本文 =>
────────
1. なぜプロジェクトを断ることが難しいのか?
プロジェクトマネージャー(PM)として、時には「このプロジェクトはやるべきではない」と判断しなければならない場面があります。
しかし、現実的には プロジェクトを断るのは非常に難しい のが実情です。
その理由の一つは、多くの 意思決定者は「できない理由」を嫌う ということです。
特に経営層やクライアントは、「できない」と言われること自体をネガティブに捉えがちです。
- 「やる方法を考えろ」
- 「言い訳は聞きたくない」
- 「なんとかするのがプロだろ」
こうしたプレッシャーの中で、PMは 「このままでは成功しない」と思いながらも、止めることができずにプロジェクトを進めてしまう ことがよくあります。
しかし、その結果どうなるか?
- 無理なプロジェクトは無理を続けるほど傷が深くなる。
- 途中で手を引けず、デスマーチに突入する。
- プロジェクトが破綻したとき、「なぜ止めなかったのか?」と責められる。
だからこそ、「このプロジェクトはやるべきではない」と判断したときに、どうやって断るか? を考えることが重要になります。
2. プロジェクトを断るための工夫
とはいえ、単に「無理です」「やめましょう」と言っても、意思決定者は納得しません。
PMは「断り方」にも戦略が必要です。
1. 複数の案を示す(辞める一択にしない)
意思決定者が受け入れやすいように、「白か黒か」ではなく、複数の選択肢を提示する ことが大切です。
例えば、次のように提案することで、相手に選択の余地を持たせます。
- 選択肢1: このまま進める(ただしリスクが高い)
────────
短い課題 1 => レコードの中から「door」という語を含む行をすべて探し出し、一字も変えずに書き写しなさい。
以下のレコードは本文とは無関係である。

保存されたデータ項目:
────────
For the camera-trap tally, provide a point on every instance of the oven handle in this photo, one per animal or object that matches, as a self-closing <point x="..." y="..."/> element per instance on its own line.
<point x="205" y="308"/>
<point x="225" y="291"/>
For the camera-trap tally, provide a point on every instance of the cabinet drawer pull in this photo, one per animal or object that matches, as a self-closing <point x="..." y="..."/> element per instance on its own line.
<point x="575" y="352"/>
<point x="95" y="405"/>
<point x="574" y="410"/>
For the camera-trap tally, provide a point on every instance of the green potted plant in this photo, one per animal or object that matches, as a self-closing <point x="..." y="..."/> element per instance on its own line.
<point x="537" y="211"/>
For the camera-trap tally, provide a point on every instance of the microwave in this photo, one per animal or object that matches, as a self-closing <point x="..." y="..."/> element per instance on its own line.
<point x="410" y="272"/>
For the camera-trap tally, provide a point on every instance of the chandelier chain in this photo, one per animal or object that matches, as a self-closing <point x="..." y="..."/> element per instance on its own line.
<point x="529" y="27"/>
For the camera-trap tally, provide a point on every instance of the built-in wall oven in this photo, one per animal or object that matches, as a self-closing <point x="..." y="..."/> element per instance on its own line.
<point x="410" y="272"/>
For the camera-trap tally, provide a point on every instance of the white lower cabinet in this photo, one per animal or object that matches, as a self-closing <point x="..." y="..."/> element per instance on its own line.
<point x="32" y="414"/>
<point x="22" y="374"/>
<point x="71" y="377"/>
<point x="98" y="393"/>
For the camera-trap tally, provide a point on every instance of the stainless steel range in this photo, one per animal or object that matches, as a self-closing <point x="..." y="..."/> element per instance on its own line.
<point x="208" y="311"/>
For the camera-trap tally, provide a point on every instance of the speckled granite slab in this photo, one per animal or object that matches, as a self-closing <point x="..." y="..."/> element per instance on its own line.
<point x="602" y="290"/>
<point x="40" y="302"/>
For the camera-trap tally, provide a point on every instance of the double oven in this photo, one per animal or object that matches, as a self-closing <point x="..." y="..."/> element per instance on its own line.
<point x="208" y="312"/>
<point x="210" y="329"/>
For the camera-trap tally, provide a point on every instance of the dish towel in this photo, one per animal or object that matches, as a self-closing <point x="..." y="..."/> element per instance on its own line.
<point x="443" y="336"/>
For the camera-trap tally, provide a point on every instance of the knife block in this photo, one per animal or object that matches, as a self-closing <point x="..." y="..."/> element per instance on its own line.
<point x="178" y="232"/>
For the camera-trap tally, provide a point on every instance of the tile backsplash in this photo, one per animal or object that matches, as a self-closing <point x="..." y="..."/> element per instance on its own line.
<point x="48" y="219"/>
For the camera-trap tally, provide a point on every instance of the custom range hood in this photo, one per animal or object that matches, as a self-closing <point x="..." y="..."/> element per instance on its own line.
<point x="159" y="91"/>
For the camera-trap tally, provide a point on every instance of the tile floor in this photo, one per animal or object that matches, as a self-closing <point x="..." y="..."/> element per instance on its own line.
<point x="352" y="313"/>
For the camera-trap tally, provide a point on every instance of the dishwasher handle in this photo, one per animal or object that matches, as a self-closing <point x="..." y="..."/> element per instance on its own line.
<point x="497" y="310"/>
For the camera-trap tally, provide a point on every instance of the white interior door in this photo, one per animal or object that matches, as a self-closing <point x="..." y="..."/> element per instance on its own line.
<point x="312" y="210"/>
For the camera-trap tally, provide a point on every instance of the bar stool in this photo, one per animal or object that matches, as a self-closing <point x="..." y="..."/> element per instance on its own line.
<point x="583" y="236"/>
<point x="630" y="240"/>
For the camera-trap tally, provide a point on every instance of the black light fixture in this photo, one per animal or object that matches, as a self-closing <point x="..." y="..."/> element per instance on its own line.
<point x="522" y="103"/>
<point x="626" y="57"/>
────────
短い課題 2 =>
本文について、次の問いに答えなさい。
(a) 多くの意思決定者は何を嫌うとされているか。
(b) 無理なプロジェクトで途中で手を引けないと、何に突入するとされているか。
(c) 意思決定者が受け入れやすいように、PMは何を提示することが大切だとされているか。

解答 1 =>
For the camera-trap tally, provide a point on every instance of the white interior door in this photo, one per animal or object that matches, as a self-closing <point x="..." y="..."/> element per instance on its own line.

解答 2 =>
(a) 多くの意思決定者は「できない理由」を嫌うとされている。
(b) デスマーチに突入するとされている。
(c) 複数の選択肢を提示することが大切だとされている。